Der Journalist Bruno Schirra packt diesen Gedanken gleich in einen noch größeren gesellschaftlichen Kontext, denn seine Kontakte zum sogenannten "Islamischen Staat" haben ihn offensichtlich stark desillusioniert. Europa werde lernen müssen, mit Menschen in den eigenen Reihen weiterzuleben, die jede Humanitas verloren hätten. Denn Dschihadisten, die im Krieg mit der europäischen Lebensweise stünden, fänden sich nicht nur in Syrien oder im Irak. "Die finden Sie in Pforzheim, in Saarbrücken, in Köln, in Duisburg-Marxloh. Das sind Leute, die sich auf ihrer Mission befinden, und für die nur noch eines gilt: nihilistisches Töten. Ich bin da zwangsläufig Pessimist geworden."

Das klingt grausam, doch glücklicherweise ist Armin Laschet zugegen, der zuletzt in kaum einer TV-Diskussionsrunde zur Flüchtlingsfrage fehlte, um für die pragmatischen Lösungsvorschläge seiner Parteichefin Angela Merkel zu werben. Auch an diesem denkwürdigen Abend hat er sogleich eine Antwort parat: Der Datenaustausch unter den Sicherheitsbehörden müsse europaweit verbessert werden. "Europol könnte es, aber fünf Länder machen mit und 23 machen nicht mit, weil jeder seine Daten für sich behält. Mehr Sicherheit wird man nur hinbekommen, wenn die Sicherheitsbehörden ihre Daten austauschen."
━━━━━━━━━━━━━━━━━━━━
Aufgabenstellung |
Entscheiden Sie für jede der drei Aussagen, ob sie mit dem Textauszug übereinstimmt, und belegen Sie Ihr Ja oder Nein mit dem maßgeblichen Wortlaut.
1. Nach Schirra gibt es Dschihadisten, die im Krieg mit der europäischen Lebensweise stehen, nur in Syrien und im Irak.
2. Laschet verlangt, den Datenaustausch unter den Sicherheitsbehörden europaweit zu verbessern.
3. Laut Laschet beteiligen sich 23 Länder bei Europol am Datenaustausch.
Die Einträge sind eigenständiges Material und stehen in keinem Zusammenhang mit dem Textauszug.

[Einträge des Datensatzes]
━━━━━━━━━━━━━━━━━━━━
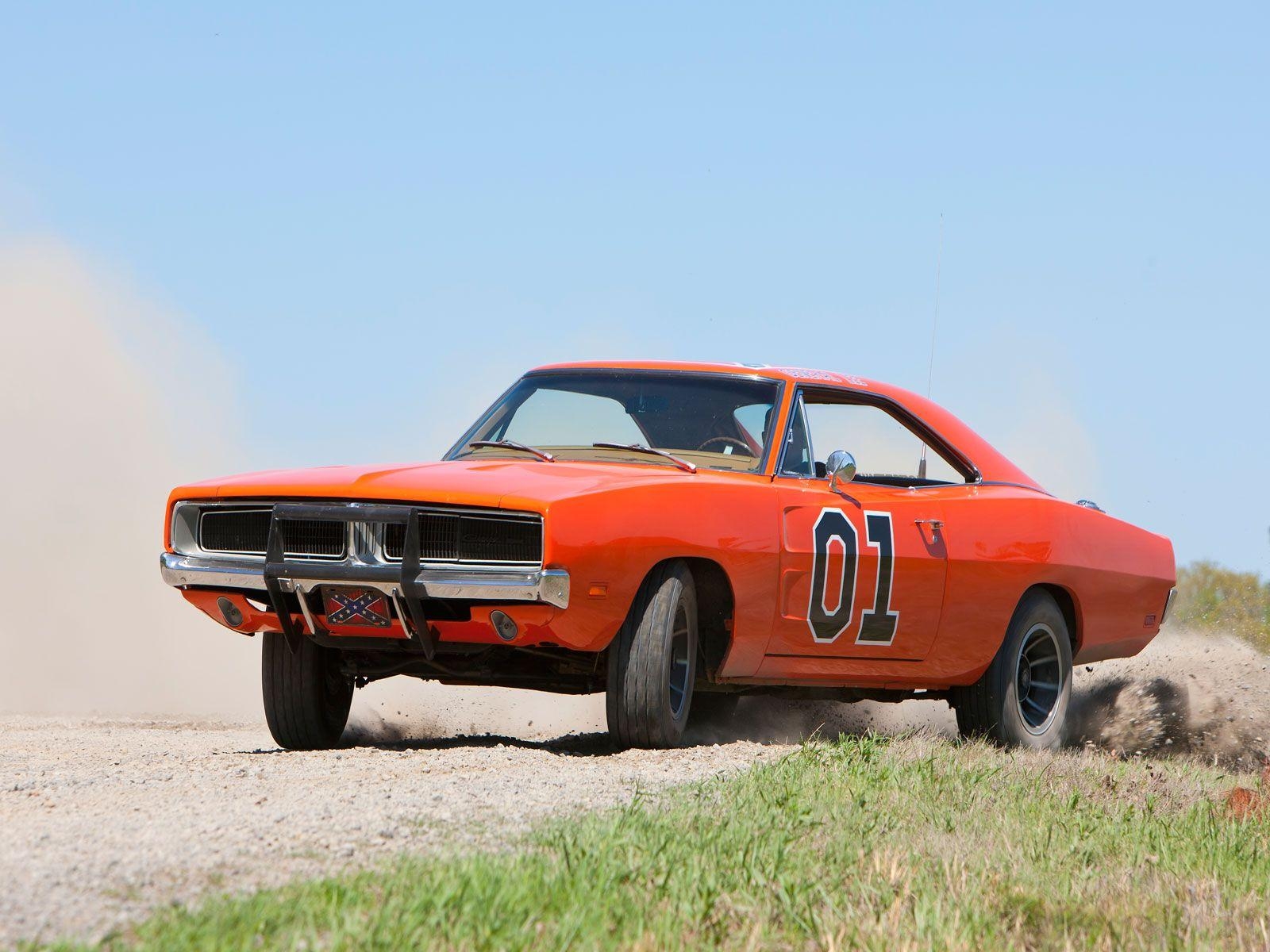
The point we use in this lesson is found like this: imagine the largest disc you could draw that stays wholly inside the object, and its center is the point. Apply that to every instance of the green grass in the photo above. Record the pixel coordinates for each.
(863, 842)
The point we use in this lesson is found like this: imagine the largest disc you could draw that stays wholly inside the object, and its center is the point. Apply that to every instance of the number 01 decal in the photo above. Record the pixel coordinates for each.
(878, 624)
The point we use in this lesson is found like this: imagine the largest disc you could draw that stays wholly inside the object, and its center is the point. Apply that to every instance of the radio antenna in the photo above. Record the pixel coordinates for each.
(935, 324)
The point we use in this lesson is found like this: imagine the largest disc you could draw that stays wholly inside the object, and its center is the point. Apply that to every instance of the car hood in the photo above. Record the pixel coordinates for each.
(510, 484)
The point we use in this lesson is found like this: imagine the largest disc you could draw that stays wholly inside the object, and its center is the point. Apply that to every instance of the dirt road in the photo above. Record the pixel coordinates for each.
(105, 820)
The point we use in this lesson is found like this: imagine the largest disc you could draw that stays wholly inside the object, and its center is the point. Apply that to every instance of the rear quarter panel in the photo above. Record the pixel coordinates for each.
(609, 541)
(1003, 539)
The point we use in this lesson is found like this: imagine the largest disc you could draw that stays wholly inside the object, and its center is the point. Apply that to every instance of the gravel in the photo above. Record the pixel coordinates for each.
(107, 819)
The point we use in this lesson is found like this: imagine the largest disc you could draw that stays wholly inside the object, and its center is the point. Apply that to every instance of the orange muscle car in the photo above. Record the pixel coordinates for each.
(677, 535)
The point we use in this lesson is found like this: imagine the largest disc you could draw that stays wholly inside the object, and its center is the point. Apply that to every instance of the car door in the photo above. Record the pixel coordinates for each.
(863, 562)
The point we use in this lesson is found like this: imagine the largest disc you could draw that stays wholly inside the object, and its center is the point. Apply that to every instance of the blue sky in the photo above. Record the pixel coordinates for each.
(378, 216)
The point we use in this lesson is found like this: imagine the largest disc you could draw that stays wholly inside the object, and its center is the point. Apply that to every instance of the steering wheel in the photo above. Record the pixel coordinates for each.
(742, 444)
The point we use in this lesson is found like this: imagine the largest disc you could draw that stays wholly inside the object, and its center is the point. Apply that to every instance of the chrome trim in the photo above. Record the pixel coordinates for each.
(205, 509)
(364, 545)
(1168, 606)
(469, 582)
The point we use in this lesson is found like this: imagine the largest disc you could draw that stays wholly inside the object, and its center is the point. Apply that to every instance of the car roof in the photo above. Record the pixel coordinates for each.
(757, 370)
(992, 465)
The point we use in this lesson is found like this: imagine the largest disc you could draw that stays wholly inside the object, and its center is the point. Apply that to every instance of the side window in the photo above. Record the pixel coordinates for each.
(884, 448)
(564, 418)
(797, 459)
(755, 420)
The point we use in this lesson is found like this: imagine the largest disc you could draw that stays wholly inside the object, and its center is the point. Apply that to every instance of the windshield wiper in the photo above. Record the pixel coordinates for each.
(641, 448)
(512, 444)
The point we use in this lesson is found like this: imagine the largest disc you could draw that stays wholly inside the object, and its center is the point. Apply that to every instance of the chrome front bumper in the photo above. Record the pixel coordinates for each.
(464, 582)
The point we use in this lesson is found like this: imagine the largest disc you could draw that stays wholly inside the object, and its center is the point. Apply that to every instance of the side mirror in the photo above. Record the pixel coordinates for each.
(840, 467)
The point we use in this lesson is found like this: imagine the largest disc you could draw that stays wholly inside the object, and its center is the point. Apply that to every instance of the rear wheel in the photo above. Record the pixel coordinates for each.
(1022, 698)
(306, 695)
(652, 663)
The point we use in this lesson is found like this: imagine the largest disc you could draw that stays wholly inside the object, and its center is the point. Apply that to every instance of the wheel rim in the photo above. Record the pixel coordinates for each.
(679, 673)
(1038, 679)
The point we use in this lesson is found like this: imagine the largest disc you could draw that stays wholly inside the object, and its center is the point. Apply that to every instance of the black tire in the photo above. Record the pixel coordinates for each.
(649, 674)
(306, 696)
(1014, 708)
━━━━━━━━━━━━━━━━━━━━
Ausgearbeitete Lösung |
1. Nein: „Denn Dschihadisten, die im Krieg mit der europäischen Lebensweise stünden, fänden sich nicht nur in Syrien oder im Irak.“
2. Ja: „Der Datenaustausch unter den Sicherheitsbehörden müsse europaweit verbessert werden.“
3. Nein: „fünf Länder machen mit und 23 machen nicht mit“